How to complete this task:
Across the entries below, the lines containing "each" should be counted and only their number returned.

Dataset:
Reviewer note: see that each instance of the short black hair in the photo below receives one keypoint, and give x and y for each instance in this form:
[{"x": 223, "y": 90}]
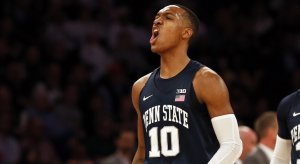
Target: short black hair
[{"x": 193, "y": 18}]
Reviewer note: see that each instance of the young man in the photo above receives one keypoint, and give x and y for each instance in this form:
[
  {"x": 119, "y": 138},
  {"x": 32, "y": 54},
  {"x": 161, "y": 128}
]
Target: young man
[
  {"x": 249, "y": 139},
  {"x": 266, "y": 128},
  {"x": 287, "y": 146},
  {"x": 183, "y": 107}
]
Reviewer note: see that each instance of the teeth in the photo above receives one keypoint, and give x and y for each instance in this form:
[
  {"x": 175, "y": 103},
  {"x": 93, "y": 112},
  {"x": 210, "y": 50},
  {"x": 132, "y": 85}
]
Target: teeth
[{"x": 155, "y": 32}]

...

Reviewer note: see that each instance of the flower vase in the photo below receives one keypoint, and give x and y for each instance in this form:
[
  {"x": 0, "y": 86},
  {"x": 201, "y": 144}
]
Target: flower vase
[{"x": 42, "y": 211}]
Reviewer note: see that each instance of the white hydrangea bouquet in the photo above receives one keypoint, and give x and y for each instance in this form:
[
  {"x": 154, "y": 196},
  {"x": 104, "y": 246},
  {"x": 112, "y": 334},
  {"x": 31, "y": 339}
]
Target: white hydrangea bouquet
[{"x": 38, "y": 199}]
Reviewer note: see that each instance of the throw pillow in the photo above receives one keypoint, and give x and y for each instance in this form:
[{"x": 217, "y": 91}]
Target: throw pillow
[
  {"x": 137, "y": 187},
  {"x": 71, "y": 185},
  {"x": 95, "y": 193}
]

Response to this exercise:
6